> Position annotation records
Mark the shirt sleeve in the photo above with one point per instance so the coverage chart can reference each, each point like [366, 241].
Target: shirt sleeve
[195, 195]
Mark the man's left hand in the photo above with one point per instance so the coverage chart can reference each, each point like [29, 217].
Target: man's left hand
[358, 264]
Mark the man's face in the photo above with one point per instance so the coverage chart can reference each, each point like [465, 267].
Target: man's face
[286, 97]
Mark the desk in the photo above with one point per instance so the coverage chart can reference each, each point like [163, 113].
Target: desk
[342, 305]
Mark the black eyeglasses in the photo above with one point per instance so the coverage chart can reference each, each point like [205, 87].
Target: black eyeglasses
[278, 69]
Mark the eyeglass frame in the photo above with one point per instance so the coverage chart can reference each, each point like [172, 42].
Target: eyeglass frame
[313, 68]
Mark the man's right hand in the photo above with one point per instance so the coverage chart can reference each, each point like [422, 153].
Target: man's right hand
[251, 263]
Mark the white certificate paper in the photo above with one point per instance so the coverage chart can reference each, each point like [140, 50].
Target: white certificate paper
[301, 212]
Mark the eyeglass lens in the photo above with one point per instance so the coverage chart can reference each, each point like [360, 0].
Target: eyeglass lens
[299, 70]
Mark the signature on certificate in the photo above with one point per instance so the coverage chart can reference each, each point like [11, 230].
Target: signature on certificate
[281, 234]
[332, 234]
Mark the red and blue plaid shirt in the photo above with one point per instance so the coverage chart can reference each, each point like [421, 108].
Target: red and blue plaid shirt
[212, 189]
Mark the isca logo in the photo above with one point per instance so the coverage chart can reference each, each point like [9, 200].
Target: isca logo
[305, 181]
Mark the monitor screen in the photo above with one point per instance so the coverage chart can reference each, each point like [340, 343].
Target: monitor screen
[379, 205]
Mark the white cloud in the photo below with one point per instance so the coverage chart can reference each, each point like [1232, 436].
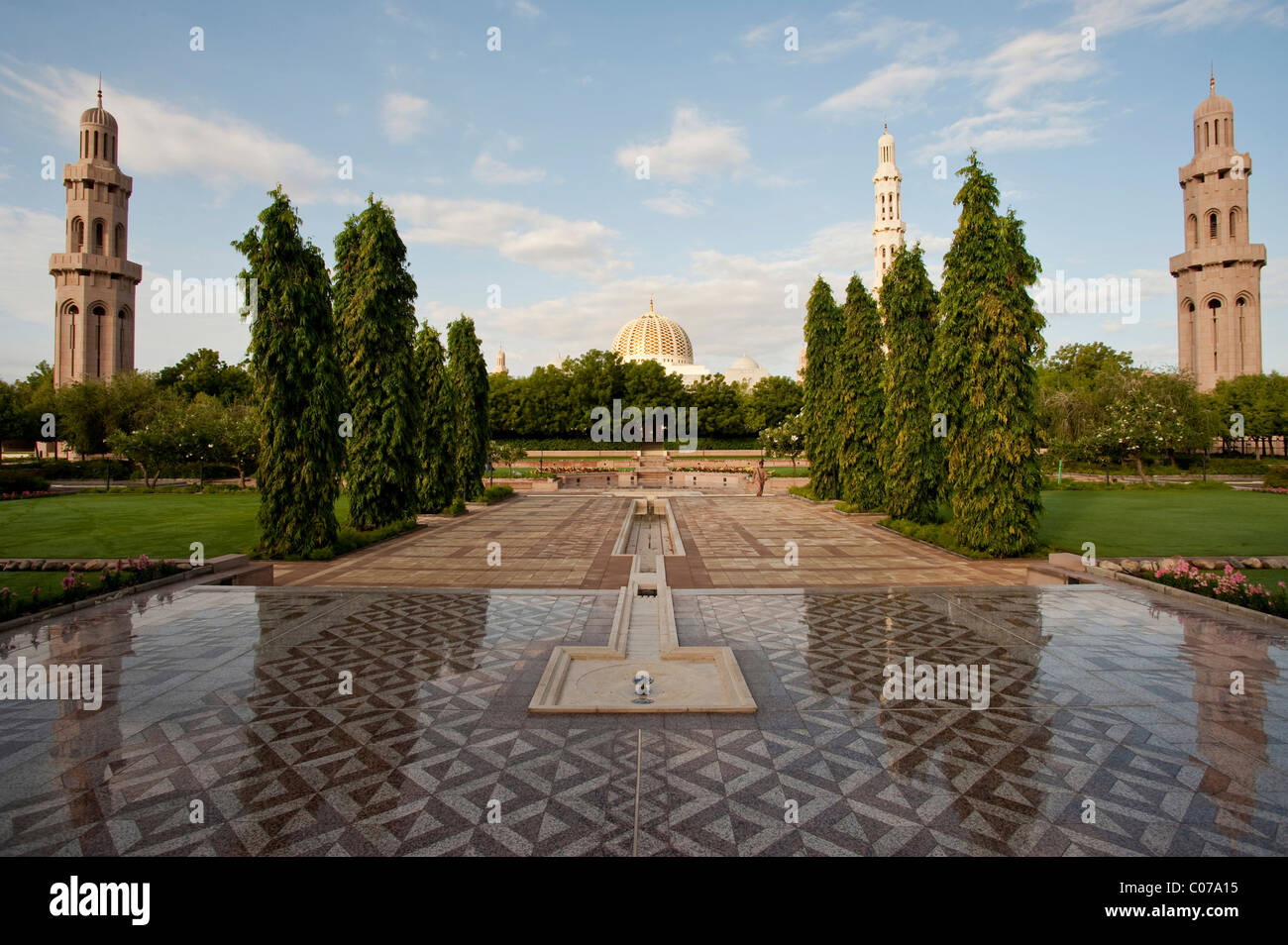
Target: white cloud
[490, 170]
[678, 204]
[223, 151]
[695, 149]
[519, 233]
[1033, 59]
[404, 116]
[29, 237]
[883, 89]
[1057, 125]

> To be done
Copy out verbatim the items above, beginning with the line that contains "Mark the red" and continuing through the last of the items. Leave the pictures out of your answer.

> Result below
Mark the red and blue plaid shirt in the photo above with one point per instance so the coverage chart can reference each, each point like [421, 108].
Target: red and blue plaid shirt
[212, 189]
Mark the isca logo in the photo above with one point per instance so the coverage chart can reference each, each point like [9, 200].
Target: isca logo
[305, 181]
Mark the monitor screen in the photo above with one point per instance so the coverage chart can reference each, each point like [340, 343].
Target: monitor screen
[379, 205]
Mark the white cloud in the photo below with one point per instance so the coverage chart can reference each, each point like [1232, 436].
Target: white cloud
[490, 170]
[678, 204]
[223, 151]
[695, 149]
[519, 233]
[1033, 59]
[404, 116]
[29, 237]
[883, 89]
[1057, 125]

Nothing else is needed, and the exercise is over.